_Task to carry out_
Format the records below as a JSON list of strings, one string per line with blank lines omitted, starting at the line that contains "Batch processing job — object class: yellow" and ending at the line that contains "712 281 733 316", both included.

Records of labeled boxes
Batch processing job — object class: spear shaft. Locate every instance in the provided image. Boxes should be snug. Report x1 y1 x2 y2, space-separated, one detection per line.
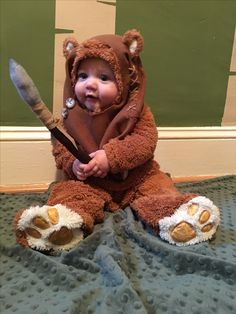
9 59 91 163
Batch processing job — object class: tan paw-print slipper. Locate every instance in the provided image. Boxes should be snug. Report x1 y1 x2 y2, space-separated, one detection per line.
159 196 220 246
17 204 83 251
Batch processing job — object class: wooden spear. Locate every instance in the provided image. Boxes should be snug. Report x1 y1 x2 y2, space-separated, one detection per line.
9 59 91 164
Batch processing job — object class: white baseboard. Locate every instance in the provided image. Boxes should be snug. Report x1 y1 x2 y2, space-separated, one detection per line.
0 126 236 185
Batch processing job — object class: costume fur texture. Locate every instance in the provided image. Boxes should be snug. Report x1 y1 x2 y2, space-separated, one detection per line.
14 30 219 248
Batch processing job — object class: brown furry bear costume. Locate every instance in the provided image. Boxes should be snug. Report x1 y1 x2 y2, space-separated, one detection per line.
14 30 219 250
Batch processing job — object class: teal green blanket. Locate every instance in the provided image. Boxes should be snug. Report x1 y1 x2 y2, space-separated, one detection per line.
0 176 236 314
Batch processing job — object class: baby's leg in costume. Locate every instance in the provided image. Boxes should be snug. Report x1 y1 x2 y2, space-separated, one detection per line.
14 181 117 251
131 170 220 245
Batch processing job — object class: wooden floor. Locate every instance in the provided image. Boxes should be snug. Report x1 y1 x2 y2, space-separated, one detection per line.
0 176 214 193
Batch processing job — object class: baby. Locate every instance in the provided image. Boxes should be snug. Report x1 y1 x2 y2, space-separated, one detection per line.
14 30 220 251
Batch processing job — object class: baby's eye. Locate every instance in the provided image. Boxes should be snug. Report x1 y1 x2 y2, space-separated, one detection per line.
78 72 88 80
100 74 109 82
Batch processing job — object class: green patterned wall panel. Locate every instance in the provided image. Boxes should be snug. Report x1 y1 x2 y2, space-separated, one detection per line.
116 0 236 126
0 0 55 126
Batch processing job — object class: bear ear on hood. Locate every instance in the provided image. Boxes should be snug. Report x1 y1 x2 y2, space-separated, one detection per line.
122 29 144 58
63 37 79 59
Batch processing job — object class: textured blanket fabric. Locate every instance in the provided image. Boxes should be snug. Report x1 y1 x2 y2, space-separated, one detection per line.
0 176 236 314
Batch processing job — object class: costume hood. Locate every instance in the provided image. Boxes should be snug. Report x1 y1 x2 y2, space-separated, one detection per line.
62 30 145 153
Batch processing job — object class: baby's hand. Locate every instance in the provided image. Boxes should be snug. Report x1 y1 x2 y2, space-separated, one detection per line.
72 159 87 181
80 149 110 178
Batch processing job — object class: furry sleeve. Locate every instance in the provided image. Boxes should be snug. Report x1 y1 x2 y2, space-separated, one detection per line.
103 107 157 173
51 121 76 179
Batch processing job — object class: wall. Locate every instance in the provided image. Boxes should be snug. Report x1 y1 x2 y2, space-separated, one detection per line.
0 0 236 185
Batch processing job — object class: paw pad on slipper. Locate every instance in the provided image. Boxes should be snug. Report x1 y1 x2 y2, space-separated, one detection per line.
17 204 83 251
159 196 220 246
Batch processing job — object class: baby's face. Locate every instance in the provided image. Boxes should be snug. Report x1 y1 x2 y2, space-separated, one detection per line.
75 58 118 112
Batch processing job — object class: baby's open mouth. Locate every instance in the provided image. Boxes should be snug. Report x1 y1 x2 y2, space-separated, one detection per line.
86 95 97 99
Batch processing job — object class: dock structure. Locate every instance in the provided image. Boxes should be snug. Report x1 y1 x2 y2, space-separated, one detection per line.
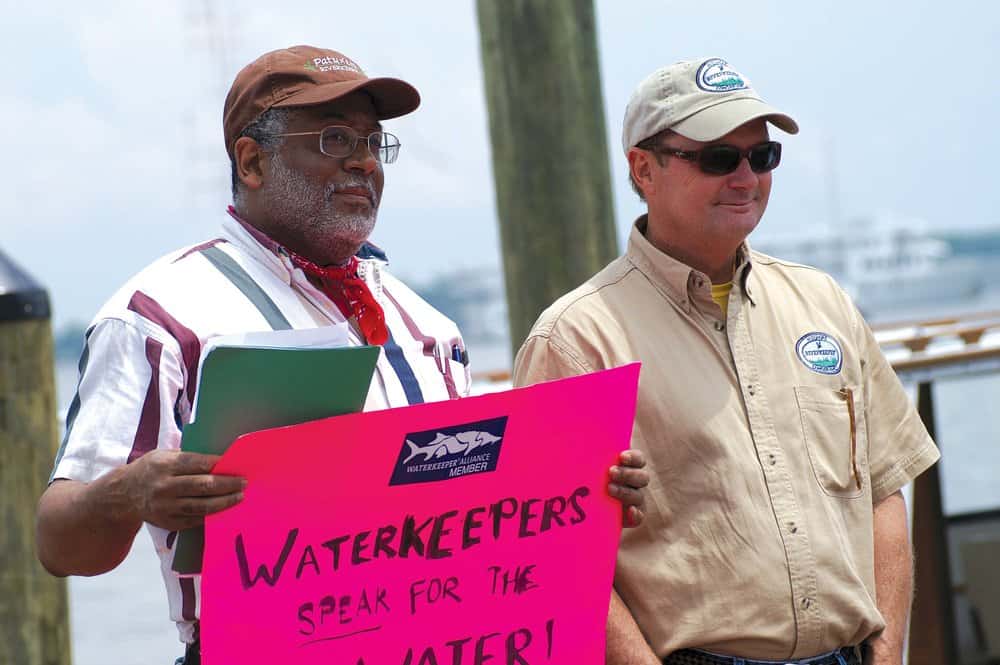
473 310 1000 665
0 252 72 665
873 311 1000 665
476 0 618 352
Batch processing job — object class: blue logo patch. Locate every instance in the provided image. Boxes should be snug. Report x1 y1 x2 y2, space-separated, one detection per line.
695 58 748 92
795 332 844 374
389 416 507 485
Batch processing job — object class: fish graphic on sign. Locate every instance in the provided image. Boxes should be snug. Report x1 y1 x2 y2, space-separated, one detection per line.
389 416 507 485
403 431 500 464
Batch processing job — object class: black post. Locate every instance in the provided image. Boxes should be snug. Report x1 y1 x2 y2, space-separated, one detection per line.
0 252 71 665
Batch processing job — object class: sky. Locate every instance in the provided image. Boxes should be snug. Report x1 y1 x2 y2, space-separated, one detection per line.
0 0 1000 329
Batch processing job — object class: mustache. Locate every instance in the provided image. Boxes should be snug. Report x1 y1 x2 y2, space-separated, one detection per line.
326 177 379 206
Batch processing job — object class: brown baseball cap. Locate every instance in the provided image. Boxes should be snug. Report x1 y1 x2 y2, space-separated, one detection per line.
222 46 420 157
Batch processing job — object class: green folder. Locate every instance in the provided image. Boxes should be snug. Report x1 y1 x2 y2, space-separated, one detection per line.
172 346 379 575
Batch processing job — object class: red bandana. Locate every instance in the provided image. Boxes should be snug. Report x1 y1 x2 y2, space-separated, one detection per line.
285 247 389 346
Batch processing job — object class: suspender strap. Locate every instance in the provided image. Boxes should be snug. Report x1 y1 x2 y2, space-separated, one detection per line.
201 246 292 330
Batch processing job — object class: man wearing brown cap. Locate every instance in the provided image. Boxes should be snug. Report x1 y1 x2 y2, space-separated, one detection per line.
38 46 644 665
514 58 938 665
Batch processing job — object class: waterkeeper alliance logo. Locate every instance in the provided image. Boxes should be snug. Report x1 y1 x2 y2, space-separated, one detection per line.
695 58 748 92
389 416 507 485
795 332 844 374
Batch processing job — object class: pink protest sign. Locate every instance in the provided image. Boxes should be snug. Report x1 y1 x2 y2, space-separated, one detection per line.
201 364 639 665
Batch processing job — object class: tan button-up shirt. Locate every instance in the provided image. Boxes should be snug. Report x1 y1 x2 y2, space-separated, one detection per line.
514 218 938 659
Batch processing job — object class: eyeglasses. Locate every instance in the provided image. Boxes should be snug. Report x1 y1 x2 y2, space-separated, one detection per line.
650 141 781 175
275 125 401 164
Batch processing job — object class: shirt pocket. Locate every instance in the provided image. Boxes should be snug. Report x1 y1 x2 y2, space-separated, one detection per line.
795 386 868 499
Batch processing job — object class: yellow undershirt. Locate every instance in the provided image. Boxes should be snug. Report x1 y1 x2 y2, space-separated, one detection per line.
712 281 733 316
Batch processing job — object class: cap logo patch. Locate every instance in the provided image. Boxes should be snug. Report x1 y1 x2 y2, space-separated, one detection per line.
695 58 749 92
302 55 363 74
795 332 844 374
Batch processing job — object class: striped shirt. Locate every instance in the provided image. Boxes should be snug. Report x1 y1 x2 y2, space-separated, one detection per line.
52 210 470 642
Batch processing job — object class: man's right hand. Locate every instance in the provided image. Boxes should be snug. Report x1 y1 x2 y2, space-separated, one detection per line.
36 450 246 575
120 450 246 531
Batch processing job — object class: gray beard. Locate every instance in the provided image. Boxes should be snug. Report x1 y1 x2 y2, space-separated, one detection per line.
267 152 379 258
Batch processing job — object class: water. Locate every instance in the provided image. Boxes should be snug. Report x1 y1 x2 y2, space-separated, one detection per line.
50 292 1000 665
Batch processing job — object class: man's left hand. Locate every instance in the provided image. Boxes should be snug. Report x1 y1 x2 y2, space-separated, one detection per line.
608 450 649 527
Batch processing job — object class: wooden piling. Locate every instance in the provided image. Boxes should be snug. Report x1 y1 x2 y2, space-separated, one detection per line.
477 0 618 351
0 252 71 665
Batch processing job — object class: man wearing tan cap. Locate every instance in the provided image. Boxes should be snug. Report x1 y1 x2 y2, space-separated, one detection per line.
38 46 645 665
514 58 938 665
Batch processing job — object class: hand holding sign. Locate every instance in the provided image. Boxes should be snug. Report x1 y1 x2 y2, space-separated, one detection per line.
201 365 638 665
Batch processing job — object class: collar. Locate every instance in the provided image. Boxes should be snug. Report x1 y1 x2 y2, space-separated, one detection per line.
626 215 753 309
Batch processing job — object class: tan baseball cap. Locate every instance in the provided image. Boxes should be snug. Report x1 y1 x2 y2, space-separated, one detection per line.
222 46 420 157
622 58 799 154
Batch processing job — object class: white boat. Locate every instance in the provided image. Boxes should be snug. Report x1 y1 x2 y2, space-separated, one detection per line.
753 216 988 315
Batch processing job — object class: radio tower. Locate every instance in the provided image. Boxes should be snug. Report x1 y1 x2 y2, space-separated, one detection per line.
183 0 241 211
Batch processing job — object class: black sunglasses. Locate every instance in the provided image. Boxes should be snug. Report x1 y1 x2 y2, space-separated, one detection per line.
650 141 781 175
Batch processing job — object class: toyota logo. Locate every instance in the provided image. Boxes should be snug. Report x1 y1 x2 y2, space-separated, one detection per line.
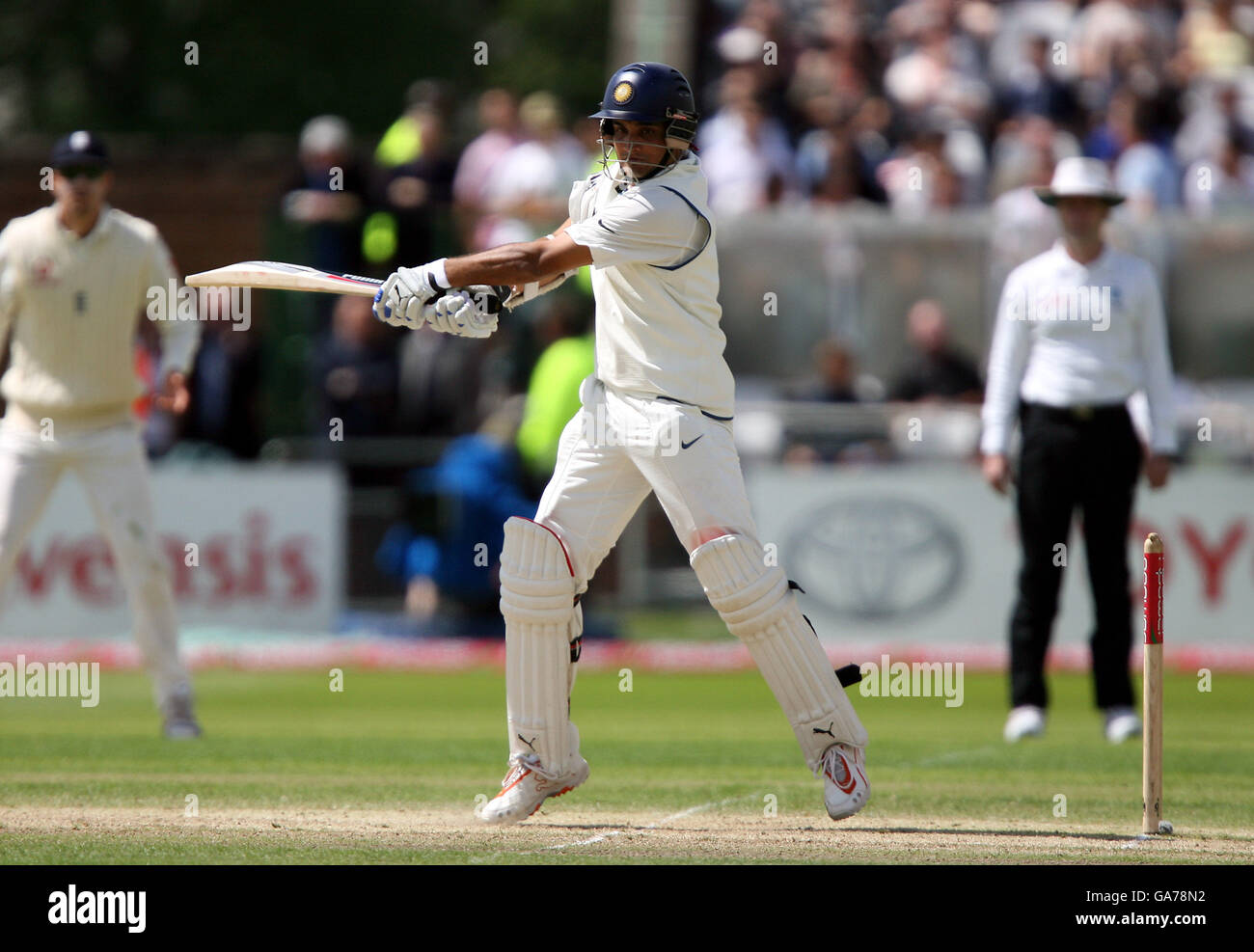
786 497 965 621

_Answer to the task_
[
  "Batch processing job — object class: yellow undershirt. Locate every instance in the provided image. Boxes should be snug. Report x1 y1 x2 y2, space-separated, one detection per line.",
  "712 281 733 316"
]